Exercise instructions: Collect every line of the rows below that contains the word "blond", and copy each one out. Case counts.
========================================================================
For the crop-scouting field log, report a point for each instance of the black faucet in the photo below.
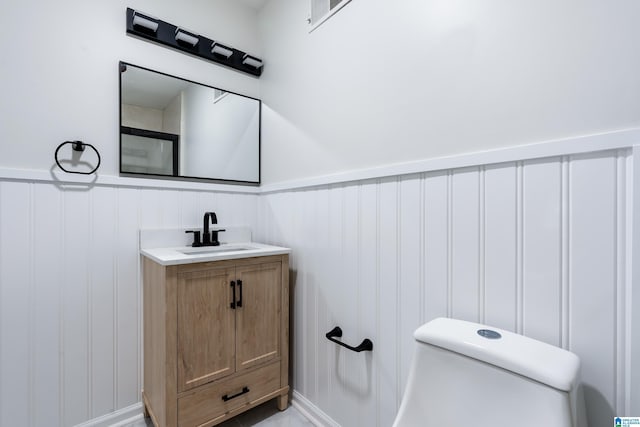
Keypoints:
(210, 238)
(206, 236)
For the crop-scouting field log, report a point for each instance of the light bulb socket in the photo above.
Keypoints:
(144, 23)
(252, 61)
(221, 50)
(186, 38)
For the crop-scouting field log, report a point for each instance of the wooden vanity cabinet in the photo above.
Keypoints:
(215, 339)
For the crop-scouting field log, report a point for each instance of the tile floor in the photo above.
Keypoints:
(265, 415)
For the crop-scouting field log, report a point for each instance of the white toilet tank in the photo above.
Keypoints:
(465, 373)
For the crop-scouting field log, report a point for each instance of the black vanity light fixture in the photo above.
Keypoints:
(159, 31)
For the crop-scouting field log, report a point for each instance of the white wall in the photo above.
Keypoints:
(69, 275)
(61, 69)
(384, 82)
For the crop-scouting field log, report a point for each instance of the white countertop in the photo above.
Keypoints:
(189, 255)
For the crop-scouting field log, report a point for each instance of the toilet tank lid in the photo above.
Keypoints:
(525, 356)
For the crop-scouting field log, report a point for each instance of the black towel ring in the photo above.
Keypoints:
(77, 146)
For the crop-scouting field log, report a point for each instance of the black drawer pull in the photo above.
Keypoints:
(239, 303)
(233, 298)
(226, 398)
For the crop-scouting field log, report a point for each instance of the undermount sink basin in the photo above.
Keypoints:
(172, 247)
(216, 249)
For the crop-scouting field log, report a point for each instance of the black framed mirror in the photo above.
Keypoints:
(176, 128)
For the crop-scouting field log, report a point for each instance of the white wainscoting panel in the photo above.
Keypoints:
(533, 246)
(70, 300)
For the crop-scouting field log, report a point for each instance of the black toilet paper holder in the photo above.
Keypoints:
(365, 345)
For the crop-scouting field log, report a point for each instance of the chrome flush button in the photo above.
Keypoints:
(488, 333)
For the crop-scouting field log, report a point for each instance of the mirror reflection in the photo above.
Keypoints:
(173, 127)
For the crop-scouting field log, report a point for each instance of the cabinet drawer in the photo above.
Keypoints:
(213, 400)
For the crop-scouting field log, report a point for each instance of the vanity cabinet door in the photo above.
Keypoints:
(258, 319)
(205, 327)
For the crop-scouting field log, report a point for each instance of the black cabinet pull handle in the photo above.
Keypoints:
(365, 345)
(227, 397)
(233, 298)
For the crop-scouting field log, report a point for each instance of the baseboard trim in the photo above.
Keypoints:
(310, 411)
(119, 418)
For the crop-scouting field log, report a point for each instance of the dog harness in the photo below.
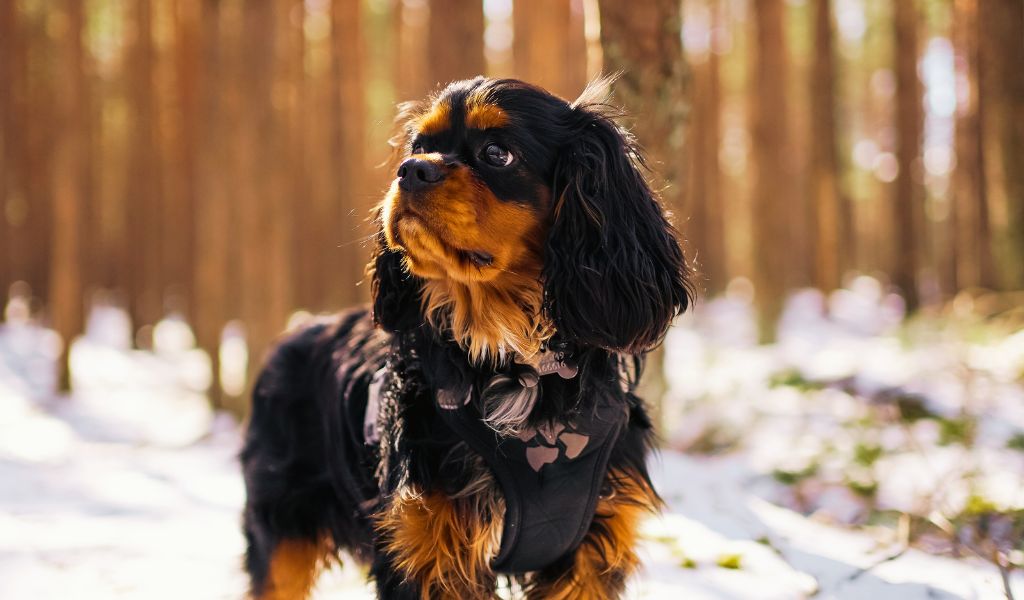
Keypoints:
(551, 477)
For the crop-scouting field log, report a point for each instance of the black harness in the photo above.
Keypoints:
(551, 477)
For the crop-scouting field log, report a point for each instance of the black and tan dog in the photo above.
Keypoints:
(479, 420)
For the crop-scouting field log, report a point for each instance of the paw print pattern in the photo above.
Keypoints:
(546, 443)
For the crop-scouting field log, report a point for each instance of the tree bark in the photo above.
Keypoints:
(352, 200)
(549, 48)
(140, 258)
(455, 40)
(211, 217)
(830, 257)
(704, 214)
(1001, 54)
(773, 194)
(907, 200)
(972, 258)
(66, 300)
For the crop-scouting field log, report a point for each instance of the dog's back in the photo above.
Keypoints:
(307, 469)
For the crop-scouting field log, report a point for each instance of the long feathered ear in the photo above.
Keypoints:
(395, 291)
(614, 274)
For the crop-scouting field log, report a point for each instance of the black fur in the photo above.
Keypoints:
(613, 279)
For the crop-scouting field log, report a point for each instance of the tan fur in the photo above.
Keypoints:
(294, 568)
(436, 120)
(492, 310)
(445, 544)
(485, 117)
(607, 556)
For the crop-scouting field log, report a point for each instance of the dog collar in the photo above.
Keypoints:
(549, 361)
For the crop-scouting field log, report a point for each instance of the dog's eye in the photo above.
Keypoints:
(498, 156)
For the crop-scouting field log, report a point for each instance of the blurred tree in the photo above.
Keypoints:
(70, 184)
(8, 154)
(701, 222)
(455, 40)
(142, 193)
(549, 47)
(35, 130)
(350, 170)
(212, 217)
(908, 193)
(411, 72)
(828, 213)
(972, 249)
(776, 220)
(255, 165)
(1001, 86)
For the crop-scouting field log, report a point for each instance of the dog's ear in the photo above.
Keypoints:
(395, 291)
(614, 274)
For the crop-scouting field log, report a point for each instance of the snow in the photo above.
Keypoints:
(131, 488)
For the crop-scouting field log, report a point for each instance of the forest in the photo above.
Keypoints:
(217, 159)
(840, 413)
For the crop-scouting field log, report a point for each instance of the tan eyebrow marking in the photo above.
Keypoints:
(485, 117)
(437, 120)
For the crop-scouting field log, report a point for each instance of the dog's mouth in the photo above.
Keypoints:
(413, 234)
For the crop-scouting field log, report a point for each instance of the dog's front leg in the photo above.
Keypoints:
(606, 558)
(444, 545)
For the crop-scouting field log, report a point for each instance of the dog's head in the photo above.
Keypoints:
(514, 215)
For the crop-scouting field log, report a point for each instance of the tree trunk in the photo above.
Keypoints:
(455, 40)
(211, 218)
(8, 193)
(830, 256)
(907, 193)
(1001, 56)
(411, 72)
(72, 145)
(549, 48)
(972, 256)
(140, 259)
(773, 195)
(352, 200)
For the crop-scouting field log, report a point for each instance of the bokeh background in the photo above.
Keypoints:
(181, 179)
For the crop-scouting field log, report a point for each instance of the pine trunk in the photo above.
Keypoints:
(773, 196)
(907, 194)
(972, 258)
(829, 254)
(549, 48)
(1001, 58)
(69, 177)
(455, 40)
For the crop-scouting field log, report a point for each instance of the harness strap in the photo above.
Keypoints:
(551, 479)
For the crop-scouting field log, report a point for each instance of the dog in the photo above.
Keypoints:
(477, 425)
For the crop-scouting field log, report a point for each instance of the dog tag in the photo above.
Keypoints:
(449, 399)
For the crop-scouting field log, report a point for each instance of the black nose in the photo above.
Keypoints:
(417, 174)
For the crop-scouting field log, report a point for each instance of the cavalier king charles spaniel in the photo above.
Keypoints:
(476, 427)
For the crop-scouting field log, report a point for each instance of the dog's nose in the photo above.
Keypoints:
(417, 174)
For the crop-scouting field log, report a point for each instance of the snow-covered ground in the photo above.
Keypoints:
(130, 488)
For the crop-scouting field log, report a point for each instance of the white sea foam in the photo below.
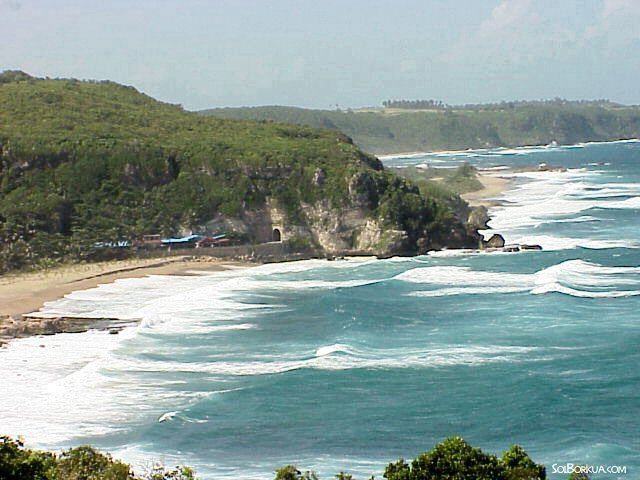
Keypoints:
(560, 197)
(343, 358)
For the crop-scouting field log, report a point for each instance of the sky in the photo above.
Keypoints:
(332, 53)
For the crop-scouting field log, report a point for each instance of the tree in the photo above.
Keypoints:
(290, 472)
(86, 463)
(519, 466)
(18, 463)
(455, 459)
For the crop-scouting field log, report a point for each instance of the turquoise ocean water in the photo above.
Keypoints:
(348, 365)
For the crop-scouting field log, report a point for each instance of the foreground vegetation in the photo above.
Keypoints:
(83, 163)
(452, 459)
(430, 125)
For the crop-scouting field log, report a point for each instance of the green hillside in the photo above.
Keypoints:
(512, 124)
(85, 162)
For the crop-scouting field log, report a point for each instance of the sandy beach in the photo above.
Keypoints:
(24, 293)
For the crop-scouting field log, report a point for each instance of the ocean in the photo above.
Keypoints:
(350, 364)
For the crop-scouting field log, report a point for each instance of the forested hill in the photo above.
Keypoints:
(84, 163)
(512, 124)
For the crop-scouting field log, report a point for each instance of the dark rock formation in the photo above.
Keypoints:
(496, 241)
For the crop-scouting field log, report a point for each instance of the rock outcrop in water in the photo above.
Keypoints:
(496, 241)
(94, 163)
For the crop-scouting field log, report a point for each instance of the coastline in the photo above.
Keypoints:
(23, 294)
(409, 154)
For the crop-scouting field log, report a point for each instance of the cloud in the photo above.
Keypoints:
(612, 8)
(508, 14)
(617, 23)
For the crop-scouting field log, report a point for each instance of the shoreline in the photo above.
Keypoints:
(24, 294)
(492, 187)
(409, 154)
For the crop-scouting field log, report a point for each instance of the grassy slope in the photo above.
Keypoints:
(527, 124)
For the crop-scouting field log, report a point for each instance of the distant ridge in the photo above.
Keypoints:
(84, 164)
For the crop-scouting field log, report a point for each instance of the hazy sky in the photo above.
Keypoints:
(323, 53)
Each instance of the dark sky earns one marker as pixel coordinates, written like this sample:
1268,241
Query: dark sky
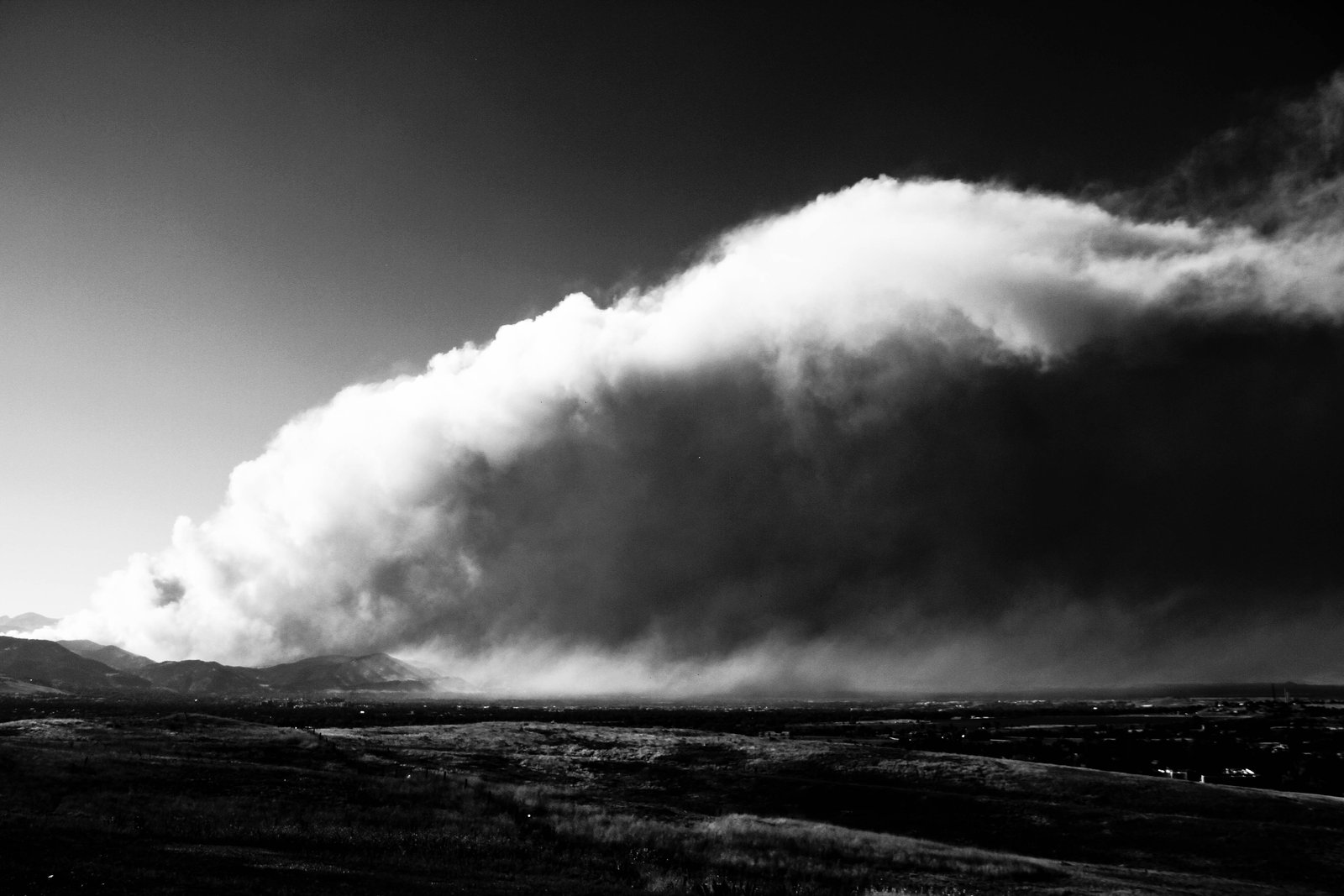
218,215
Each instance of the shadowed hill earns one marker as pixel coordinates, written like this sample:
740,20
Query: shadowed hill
46,663
109,654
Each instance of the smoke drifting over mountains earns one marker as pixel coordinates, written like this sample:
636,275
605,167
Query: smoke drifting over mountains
907,436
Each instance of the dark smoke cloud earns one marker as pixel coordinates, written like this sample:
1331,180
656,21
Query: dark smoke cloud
909,436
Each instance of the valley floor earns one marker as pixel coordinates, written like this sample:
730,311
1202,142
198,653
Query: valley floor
148,805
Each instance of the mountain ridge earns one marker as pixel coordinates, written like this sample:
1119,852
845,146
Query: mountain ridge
87,665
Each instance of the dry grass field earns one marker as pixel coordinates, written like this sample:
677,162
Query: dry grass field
144,805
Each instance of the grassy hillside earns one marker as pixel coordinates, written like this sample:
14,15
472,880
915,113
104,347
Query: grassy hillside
139,805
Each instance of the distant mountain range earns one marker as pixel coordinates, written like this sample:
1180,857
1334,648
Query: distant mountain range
31,665
26,622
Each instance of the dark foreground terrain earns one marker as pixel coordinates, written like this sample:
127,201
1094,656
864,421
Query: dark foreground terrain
121,797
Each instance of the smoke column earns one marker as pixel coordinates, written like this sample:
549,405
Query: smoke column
911,434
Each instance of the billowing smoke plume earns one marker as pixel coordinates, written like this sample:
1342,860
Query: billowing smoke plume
907,436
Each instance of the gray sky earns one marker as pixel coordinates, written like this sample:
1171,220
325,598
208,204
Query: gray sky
217,215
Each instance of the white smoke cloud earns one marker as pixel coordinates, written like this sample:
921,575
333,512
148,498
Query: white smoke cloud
356,530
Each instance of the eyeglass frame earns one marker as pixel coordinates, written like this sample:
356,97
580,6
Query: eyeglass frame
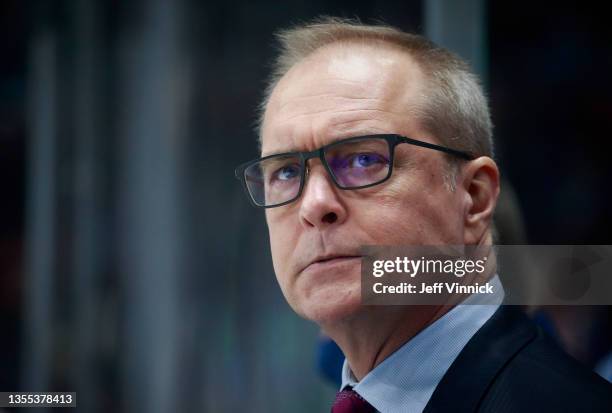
392,140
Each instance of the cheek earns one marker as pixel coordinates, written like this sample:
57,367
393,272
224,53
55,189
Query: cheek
407,213
282,242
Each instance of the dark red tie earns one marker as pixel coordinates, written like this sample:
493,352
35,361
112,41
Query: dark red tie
349,401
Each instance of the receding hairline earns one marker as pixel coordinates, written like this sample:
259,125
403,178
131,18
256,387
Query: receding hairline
451,106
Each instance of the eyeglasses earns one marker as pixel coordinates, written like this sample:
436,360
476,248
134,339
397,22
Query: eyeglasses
352,163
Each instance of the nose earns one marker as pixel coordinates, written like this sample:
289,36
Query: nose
320,204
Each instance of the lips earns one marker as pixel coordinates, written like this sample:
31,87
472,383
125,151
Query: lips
329,260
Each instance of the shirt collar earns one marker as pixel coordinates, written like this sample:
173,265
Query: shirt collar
406,379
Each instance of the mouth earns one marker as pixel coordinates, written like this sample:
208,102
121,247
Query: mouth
330,261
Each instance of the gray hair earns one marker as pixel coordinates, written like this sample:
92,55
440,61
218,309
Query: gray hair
453,107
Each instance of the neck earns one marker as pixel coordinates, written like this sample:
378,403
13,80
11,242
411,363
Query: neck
368,338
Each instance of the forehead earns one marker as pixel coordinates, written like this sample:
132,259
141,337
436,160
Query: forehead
341,91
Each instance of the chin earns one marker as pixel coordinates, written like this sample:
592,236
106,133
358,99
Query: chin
331,306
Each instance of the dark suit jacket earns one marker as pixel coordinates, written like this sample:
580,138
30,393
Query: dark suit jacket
511,366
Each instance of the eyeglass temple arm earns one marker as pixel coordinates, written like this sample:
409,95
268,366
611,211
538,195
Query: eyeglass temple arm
433,146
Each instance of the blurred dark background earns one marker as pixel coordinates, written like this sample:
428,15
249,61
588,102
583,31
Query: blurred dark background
133,270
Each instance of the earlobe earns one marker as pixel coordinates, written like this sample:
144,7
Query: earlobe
481,184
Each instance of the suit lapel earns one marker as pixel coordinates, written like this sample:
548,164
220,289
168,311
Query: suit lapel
467,380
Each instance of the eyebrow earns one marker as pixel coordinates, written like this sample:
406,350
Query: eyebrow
362,132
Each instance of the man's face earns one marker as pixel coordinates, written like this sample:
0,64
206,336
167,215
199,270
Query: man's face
336,93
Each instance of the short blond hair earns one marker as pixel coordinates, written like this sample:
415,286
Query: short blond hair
453,109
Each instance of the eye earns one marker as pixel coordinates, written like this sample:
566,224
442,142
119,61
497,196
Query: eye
286,173
365,160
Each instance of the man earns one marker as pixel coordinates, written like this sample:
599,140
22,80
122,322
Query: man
371,136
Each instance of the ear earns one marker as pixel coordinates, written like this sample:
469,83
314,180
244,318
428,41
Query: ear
480,181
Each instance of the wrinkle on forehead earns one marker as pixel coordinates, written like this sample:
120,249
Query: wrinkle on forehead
340,89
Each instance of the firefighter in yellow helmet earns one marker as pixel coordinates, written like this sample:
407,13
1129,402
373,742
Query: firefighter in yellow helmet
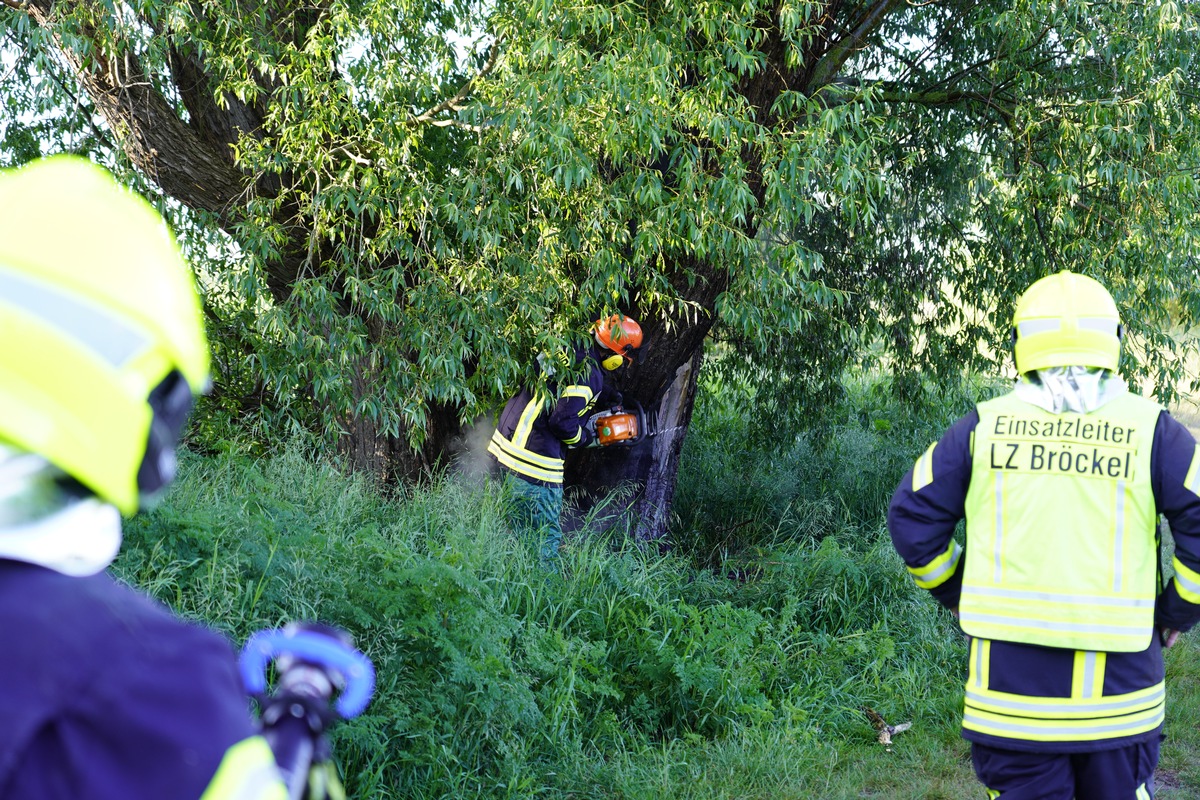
========================================================================
Reply:
Each instance of the short blond hair earns one marker as pixel coordinates, written like this sample:
Query: short blond hair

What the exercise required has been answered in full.